╭─ Entries supplied

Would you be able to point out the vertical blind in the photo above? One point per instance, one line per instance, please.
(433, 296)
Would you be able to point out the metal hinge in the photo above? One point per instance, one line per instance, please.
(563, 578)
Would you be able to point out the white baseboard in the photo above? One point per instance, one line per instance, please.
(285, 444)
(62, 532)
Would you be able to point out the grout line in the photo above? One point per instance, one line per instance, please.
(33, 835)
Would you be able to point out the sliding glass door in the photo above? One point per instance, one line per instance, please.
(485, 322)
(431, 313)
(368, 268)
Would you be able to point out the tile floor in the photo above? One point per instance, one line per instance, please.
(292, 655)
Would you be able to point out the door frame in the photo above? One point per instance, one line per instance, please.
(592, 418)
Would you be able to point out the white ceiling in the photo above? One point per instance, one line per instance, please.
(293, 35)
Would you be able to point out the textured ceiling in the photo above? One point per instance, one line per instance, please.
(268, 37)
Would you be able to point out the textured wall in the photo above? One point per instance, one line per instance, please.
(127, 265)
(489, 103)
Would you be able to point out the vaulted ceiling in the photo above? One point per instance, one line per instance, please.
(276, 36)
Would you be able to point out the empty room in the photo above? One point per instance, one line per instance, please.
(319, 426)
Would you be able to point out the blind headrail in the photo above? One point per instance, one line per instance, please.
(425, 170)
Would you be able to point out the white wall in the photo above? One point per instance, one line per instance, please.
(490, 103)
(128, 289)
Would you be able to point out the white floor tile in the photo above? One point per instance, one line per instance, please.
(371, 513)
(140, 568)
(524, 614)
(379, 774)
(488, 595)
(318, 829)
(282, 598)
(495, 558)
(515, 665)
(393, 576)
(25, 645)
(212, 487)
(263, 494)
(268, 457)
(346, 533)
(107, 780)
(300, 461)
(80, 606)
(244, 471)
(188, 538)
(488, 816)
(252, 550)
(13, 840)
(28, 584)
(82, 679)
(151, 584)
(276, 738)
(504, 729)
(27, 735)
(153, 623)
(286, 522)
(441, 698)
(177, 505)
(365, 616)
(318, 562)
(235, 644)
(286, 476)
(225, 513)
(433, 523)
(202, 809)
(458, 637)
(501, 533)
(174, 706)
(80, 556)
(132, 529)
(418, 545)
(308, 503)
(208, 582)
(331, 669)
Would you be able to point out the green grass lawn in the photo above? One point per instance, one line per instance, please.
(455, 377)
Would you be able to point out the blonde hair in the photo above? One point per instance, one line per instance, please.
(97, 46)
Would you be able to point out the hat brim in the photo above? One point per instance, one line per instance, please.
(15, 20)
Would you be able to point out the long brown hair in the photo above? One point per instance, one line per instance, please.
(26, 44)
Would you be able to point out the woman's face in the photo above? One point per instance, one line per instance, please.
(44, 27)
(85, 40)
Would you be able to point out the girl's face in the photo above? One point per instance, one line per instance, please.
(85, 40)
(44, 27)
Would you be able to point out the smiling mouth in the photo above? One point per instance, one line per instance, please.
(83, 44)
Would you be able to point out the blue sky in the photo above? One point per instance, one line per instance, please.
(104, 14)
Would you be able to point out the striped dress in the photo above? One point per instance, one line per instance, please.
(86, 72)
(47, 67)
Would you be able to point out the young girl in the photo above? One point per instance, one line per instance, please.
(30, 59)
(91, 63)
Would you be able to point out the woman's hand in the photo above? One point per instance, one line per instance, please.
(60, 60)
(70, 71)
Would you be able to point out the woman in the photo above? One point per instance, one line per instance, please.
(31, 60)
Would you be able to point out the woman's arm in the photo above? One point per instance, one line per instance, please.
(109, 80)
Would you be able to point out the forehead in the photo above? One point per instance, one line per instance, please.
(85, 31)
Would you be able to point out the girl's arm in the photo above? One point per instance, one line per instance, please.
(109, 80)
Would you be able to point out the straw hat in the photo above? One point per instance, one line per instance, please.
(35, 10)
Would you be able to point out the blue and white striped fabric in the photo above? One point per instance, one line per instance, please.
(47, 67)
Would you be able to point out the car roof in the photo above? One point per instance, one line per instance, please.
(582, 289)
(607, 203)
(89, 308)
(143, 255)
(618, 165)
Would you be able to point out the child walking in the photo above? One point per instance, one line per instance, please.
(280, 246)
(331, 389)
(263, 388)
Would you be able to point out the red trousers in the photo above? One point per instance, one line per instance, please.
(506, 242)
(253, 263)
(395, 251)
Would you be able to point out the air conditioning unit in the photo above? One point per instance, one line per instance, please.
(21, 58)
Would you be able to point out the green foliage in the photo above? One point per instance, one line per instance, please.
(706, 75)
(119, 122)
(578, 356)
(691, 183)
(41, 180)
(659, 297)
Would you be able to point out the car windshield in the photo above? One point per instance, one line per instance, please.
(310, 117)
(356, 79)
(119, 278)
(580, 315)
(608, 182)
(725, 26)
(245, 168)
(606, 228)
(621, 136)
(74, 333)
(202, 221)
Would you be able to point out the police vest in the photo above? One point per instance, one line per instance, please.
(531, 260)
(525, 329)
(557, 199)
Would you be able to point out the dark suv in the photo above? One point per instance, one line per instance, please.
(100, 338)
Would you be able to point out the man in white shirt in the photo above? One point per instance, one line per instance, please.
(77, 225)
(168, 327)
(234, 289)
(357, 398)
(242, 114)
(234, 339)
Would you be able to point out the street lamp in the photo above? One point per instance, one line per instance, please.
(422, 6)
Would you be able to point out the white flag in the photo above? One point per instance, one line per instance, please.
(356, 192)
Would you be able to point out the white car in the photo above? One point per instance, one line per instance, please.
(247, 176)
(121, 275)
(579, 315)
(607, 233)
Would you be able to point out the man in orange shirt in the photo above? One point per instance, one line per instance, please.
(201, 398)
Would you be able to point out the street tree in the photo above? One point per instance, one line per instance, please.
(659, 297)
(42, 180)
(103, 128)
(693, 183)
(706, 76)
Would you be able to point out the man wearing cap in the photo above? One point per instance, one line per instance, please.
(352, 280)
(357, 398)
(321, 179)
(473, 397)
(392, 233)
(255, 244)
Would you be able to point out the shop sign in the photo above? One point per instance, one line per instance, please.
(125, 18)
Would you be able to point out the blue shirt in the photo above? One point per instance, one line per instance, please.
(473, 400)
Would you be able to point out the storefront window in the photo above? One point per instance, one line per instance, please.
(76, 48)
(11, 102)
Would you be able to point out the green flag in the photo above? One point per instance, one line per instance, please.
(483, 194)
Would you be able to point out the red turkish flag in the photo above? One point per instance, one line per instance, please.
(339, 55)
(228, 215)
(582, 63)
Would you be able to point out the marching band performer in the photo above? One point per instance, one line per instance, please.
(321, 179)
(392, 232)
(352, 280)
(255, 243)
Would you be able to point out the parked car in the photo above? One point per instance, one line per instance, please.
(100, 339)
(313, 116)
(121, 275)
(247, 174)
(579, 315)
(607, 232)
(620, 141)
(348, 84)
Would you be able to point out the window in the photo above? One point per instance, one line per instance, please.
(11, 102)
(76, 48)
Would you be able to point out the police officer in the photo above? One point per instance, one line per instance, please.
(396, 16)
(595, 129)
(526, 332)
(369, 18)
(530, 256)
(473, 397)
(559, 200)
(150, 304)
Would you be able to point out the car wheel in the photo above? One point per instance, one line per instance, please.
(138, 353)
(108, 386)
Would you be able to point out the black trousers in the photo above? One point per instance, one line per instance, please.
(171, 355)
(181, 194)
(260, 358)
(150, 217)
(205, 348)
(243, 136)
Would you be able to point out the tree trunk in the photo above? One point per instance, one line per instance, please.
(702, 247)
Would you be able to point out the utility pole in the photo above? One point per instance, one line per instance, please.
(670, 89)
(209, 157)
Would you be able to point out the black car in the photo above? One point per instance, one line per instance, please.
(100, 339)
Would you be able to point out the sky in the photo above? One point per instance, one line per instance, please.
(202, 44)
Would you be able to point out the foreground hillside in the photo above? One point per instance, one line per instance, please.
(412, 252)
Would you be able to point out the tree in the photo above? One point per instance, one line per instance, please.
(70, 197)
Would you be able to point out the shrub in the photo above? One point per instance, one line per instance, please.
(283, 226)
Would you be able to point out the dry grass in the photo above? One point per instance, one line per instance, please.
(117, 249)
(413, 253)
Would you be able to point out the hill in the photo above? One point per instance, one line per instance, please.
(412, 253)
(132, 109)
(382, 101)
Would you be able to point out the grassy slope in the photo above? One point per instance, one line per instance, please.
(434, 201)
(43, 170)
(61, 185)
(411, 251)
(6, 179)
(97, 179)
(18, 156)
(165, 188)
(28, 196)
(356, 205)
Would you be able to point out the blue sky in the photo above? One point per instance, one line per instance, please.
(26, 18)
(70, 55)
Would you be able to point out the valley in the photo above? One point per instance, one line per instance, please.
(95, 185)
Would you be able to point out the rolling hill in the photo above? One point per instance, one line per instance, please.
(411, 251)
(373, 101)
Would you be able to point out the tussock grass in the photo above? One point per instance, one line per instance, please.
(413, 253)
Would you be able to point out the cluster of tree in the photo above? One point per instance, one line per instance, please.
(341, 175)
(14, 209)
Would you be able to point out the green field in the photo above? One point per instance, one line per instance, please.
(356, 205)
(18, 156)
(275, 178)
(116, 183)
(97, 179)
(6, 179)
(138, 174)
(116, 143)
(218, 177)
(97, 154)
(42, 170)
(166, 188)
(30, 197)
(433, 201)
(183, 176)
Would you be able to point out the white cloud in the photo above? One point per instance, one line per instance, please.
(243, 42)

╰─

_Task brief_.
Convert everything from the line containing "Would you be able to point out the grassy" down to the end of the data into a Markdown table with the columns Row and Line, numbering each row and skipping blank lines.

_The result_.
| Row | Line |
|---|---|
| 1 | Would you be able to point out the grassy slope in the photo above? One point per instance, one line per instance, please. |
| 2 | (434, 201) |
| 3 | (43, 170) |
| 4 | (61, 185) |
| 5 | (411, 251) |
| 6 | (6, 179) |
| 7 | (97, 179) |
| 8 | (18, 156) |
| 9 | (165, 188) |
| 10 | (28, 196) |
| 11 | (356, 205) |
| 12 | Would you be able to point out the blue sky in the photo above? One point per instance, one line per instance, please. |
| 13 | (26, 18) |
| 14 | (70, 55) |
| 15 | Would you be able to point out the valley in the photo above? One point per instance, one line per instance, please. |
| 16 | (95, 185) |
| 17 | Would you be able to point out the rolling hill in the photo above? One point per instance, one line per instance, please. |
| 18 | (411, 251) |
| 19 | (373, 101) |
| 20 | Would you be able to point out the tussock grass in the photo above? One point per instance, one line per instance, please. |
| 21 | (413, 253) |
| 22 | Would you be able to point out the cluster of tree in the photo above? One point per instance, one line per instance, please. |
| 23 | (341, 175) |
| 24 | (14, 209) |
| 25 | Would you be able to point out the green field in the photo above? One point per instance, one line per instance, please. |
| 26 | (356, 205) |
| 27 | (18, 156) |
| 28 | (275, 178) |
| 29 | (116, 183) |
| 30 | (97, 179) |
| 31 | (6, 179) |
| 32 | (138, 174) |
| 33 | (116, 143) |
| 34 | (218, 177) |
| 35 | (97, 154) |
| 36 | (42, 170) |
| 37 | (166, 188) |
| 38 | (30, 197) |
| 39 | (433, 201) |
| 40 | (183, 176) |
| 41 | Would you be able to point out the white cloud in the photo above? One point per instance, one line per instance, please. |
| 42 | (243, 42) |